### EXERCISE TASK 1
Edit the records so that "rock" is replaced by "stone" and everything else stays the same. Leave the pictures out of your answer.

### DOCUMENT SECTION

----

Development of Welding Aluminum

Aluminum has been an important material throughout the industrial age of the U.S. The first method used to weld aluminum was oxy-acetylene (see Figure 21.2). Today GMAW and GTAW are used.

GTAW of aluminum was used during World War II for airplanes, and this process is still used today to weld aluminum. Originally GTAW was used with large electrodes running direct current electrode positive (DCEP), which allowed for minimal penetration of the thin aircraft aluminum with great cleaning action. However, the electrodes had to be large to account for the increased heat going into the electrode as compared with direct current electrode negative (DCEN).Today, GTAW can be used to weld aluminum using DCEN, DCEP, and alternating current (AC), but AC accounts for the vast majority of GTAW welding of aluminum. In rare circumstances you may find direct current (DC) still being used. Modern GTAW machines have complex electronics that help produce a waveform that provides the proper balance of cleaning action (DCEP) and penetration (DCEN).

You may be wondering whether, if GTAW works best when welding with AC, you wouldn’t weld GMAW using AC also.  While AC GMAW machines for welding aluminum have been in existence for decades, their cost can be too high in relationship to their benefit as compared with DC GMAW machines (Armao, 2016). Most likely you will find that your welding school and future employer use DCEP for welding aluminum with GMAW because the machines they purchase can be used for multiple purposes. But if you work in a shop that does a lot of aluminum welding, you would be more likely to find an AC GMAW machine. No matter what, if you are going to weld aluminum in your career it is highly recommended that you learn both GTAW and GMAW process, and preferably on actual aluminum. But if aluminum is not available, learning on other materials is better than no experience at all because your future employer will train you on the differences natural to aluminum welding.

Basics of Welding Aluminum

Aluminum starts to form an oxide layer immediately after a new surface of the metal is exposed to the atmosphere, such as after it has been cleaned or sheared. The complete oxide layer takes more than days to form, but if you take a break of any length of time such that you are not immediately welding after cleaning your aluminum base material, you will need to clean the material once again. When cleaning aluminum use only stainless steel wire brushes and other tools that are only used with aluminum and do not come in contact with other materials. When wire brushing, only brush in one direction to prevent embedding aluminum oxide and other impurities into the softer metal.

Note that not all aluminum alloys are weldable. Table 21.1 makes broad generalizations about the weldability of aluminum alloys, but there are always exceptions to the rules. The aluminum alloys that are not easy to weld take more skill and strict adherence to welding procedures or recommended settings. The 8000 alloy series of aluminum is a mix when it comes to alloy constituents that makes it not possible to categorize the series into the table.

----

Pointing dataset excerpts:
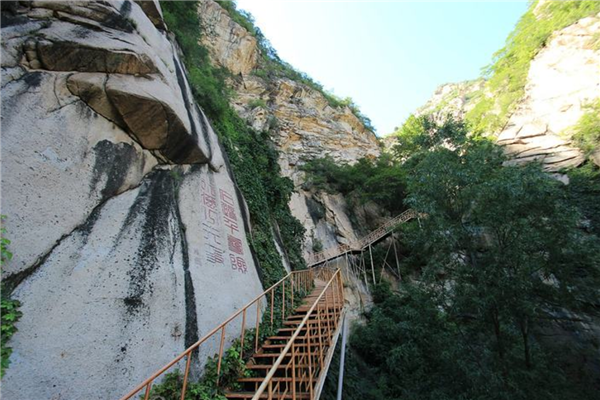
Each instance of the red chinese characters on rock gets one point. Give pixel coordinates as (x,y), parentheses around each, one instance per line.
(238,263)
(228,208)
(234,243)
(210,231)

----

### EXERCISE TASK 2
List every type of current that the text on welding aluminum writes out in full together with its abbreviation.

### FINAL ANSWER 1
Each instance of the red chinese characters on stone gets one point. Give pixel coordinates as (x,y), parentheses around each, one instance per line.
(238,263)
(228,208)
(234,243)
(210,231)

### FINAL ANSWER 2
Direct current electrode positive (DCEP)
Direct current electrode negative (DCEN)
Alternating current (AC)
Direct current (DC)